* EXCERPTED TEXT *
◆ ◆ ◆ ◆

The holiday—for that’s what it is, demeaned even further when it joined other such days that were moved to Mondays in the early-1970s, so that Americans can, in fact, “enjoy a long weekend”—has for the majority of my lifetime turned into an opportunity for excess commercialism, and not just car dealerships and furniture stores. I received an email from Vanity Fair on Monday, the header of which read: “Time is running out on our Memorial Day sale. Get one year for $8!” No sale, Elmer Fudd: I stopped subscribing to VF 15 years ago.

As a kid I don’t remember much solemnity about the day dedicated to the fallen military men and (later) women who perished in all the wars the United States has engaged in. There were parades and cookouts across the country, and I was just happy for no school and that my dad took a rare day off from his car wash. Stretching my mind for hazy images when I was four or five, I do vaguely recall that my parents hung an American flag (48 states) on the house shingles outside—and probably did with more conviction during WWII and the years following—but soon after it was consigned to the basement, and got all moldy from the semi-annual floods, when my brothers and I put on galoshes and waded in the water—regrettably, not harmonizing with Ramsey Lewis, several years too early—to rescue items that were beyond rescue (fortunately, my dad’s collection of jazz 78’s were kept in the ladder-up attic, along with other memorabilia from earlier decades).

But that was beans compared to the cuffing Harris received in a May 31st editorial in the unfortunately online-only New York Sun, which whipsawed the Veep for her “atonal” speech at Annapolis’ commencement ceremonies last week. (Harris’ tweet about the “long weekend” was the object of far more magnitude than the Sun’s edit, just another reflection of today’s mindset that a 55-second TikTok post takes too long to read.) During its short-lived print edition, I often contributed to The Sun—and respect both Seth Lipsky and Ira Stoll—and look forward to reading its articles (save those of Conrad Black), but I fear the website, at least on the Harris criticism, is stuck in a time warp.

◆ ◆ ◆ ◆

(Extracted data entries)
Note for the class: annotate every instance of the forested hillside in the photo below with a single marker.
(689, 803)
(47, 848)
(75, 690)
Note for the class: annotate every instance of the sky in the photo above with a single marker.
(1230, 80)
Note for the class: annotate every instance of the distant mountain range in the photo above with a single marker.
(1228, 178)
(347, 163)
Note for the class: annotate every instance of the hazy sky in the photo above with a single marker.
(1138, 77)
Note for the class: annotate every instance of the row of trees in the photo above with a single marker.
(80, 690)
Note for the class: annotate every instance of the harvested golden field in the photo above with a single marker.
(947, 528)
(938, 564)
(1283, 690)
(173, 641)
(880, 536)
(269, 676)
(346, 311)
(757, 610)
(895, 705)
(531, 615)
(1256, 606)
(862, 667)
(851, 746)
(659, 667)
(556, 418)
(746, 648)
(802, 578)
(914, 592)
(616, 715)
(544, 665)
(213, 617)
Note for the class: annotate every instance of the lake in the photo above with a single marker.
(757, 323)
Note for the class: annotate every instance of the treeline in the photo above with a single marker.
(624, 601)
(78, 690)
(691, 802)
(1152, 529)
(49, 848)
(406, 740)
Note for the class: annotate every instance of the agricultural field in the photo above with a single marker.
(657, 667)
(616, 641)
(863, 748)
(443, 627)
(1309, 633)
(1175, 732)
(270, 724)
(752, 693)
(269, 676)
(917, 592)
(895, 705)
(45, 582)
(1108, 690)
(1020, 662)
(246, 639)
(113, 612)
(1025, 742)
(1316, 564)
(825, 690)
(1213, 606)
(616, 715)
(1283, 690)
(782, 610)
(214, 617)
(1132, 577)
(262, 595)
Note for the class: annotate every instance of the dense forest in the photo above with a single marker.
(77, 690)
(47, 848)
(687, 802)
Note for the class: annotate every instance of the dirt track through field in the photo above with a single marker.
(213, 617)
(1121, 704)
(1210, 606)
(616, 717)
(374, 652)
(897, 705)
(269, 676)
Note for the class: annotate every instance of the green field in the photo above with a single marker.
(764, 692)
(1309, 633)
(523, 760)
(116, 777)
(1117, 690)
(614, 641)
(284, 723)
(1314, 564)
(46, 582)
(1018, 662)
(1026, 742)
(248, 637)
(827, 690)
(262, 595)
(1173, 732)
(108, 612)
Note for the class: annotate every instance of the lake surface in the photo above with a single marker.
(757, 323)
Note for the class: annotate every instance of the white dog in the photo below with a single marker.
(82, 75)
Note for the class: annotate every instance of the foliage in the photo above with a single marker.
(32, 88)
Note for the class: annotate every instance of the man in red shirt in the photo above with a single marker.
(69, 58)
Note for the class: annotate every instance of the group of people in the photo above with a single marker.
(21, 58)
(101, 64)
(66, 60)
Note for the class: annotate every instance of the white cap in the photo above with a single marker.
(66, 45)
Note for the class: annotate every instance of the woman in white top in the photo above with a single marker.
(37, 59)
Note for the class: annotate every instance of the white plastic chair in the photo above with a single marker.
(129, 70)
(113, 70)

◆ ◆ ◆ ◆

* WORK REQUEST *
Answer these questions from the excerpted text on Memorial Day.
1. When was the holiday moved to a Monday along with other such days?
2. What subscription offer did the Vanity Fair email advertise?
3. At which event did Harris give the speech that the New York Sun's May 31st editorial criticized?

* RESULT *
1. In the early 1970s.
2. One year for $8.
3. Annapolis' commencement ceremonies.